■ Records from a data source:

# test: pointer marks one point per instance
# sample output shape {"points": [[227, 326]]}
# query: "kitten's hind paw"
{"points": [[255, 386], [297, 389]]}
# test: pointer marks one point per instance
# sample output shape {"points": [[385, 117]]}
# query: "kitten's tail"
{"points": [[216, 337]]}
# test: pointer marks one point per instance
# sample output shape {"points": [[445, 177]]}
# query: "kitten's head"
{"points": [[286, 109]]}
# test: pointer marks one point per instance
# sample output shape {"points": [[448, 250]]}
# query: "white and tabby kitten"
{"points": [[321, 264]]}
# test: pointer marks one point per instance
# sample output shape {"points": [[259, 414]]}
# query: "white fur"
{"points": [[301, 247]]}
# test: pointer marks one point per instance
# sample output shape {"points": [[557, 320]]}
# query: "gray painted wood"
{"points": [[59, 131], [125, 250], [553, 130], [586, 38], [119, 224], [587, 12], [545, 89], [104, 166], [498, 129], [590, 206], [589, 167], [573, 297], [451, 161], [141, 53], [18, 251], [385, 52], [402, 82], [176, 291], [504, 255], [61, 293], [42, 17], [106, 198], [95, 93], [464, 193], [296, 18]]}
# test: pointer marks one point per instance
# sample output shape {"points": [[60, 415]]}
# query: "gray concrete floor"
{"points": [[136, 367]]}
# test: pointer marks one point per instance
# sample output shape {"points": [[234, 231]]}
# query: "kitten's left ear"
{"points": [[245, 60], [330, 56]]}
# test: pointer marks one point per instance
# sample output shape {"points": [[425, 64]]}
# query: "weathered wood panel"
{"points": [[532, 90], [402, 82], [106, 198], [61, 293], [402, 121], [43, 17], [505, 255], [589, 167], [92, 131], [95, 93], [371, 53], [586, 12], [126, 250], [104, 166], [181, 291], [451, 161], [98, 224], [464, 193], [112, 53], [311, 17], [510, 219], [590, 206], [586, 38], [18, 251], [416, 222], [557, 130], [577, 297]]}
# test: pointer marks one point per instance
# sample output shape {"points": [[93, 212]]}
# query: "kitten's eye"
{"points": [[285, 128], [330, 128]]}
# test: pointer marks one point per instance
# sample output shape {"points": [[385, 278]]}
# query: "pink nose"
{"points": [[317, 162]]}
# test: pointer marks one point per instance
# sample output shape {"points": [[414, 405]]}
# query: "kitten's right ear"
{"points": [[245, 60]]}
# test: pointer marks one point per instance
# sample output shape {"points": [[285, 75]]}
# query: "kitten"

■ EXERCISE DETAILS: Set down each entry exactly, leaving none out.

■ RESULT FOR THIS TASK:
# test: pointer marks one point per instance
# sample output shape {"points": [[227, 326]]}
# query: "kitten's hind paw"
{"points": [[255, 386], [297, 389]]}
# test: pointer marks one point per instance
# sample output shape {"points": [[385, 117]]}
# query: "kitten's tail"
{"points": [[216, 337]]}
# test: pointer marks one point per instance
# sample output shape {"points": [[445, 177]]}
# query: "kitten's head"
{"points": [[286, 109]]}
# test: pointer marks one point per instance
# sample output shape {"points": [[448, 250]]}
# query: "white and tabby kitten"
{"points": [[321, 264]]}
# test: pointer marks one point per instance
# sample output shape {"points": [[259, 414]]}
# query: "white fur"
{"points": [[301, 247]]}
# test: pointer marks one point per instance
# sample output shape {"points": [[557, 320]]}
# query: "gray painted wood"
{"points": [[59, 131], [125, 250], [553, 130], [586, 38], [119, 224], [587, 12], [545, 89], [104, 166], [498, 129], [590, 206], [589, 167], [573, 297], [451, 161], [141, 53], [18, 251], [385, 52], [402, 82], [176, 291], [504, 255], [61, 293], [42, 17], [106, 198], [95, 93], [464, 193], [296, 18]]}
# test: pointer marks one point per instance
# sample output shape {"points": [[60, 415]]}
# query: "gray concrete floor"
{"points": [[136, 367]]}
# test: pointer marks one point per instance
# sample output shape {"points": [[234, 231]]}
# query: "kitten's left ear"
{"points": [[245, 60], [330, 56]]}
# test: pointer marks one point per instance
# sample output shape {"points": [[425, 64]]}
# query: "weathered wood panel"
{"points": [[532, 90], [402, 82], [106, 198], [61, 293], [402, 121], [43, 17], [505, 255], [589, 167], [92, 131], [95, 93], [371, 53], [586, 12], [126, 250], [104, 166], [181, 291], [451, 161], [98, 224], [464, 193], [112, 53], [311, 17], [510, 219], [590, 206], [586, 38], [18, 251], [416, 222], [557, 130], [577, 297]]}
# test: pointer marks one point per instance
# sample output shape {"points": [[93, 212]]}
# query: "kitten's eye"
{"points": [[285, 128], [330, 128]]}
# test: pointer marks one point per instance
# sample output shape {"points": [[385, 278]]}
# query: "pink nose"
{"points": [[317, 162]]}
# test: pointer marks one point per instance
# sample output shape {"points": [[414, 405]]}
# query: "kitten's right ear"
{"points": [[245, 60]]}
# test: pointer marks one point per instance
# sample output shape {"points": [[285, 75]]}
# query: "kitten"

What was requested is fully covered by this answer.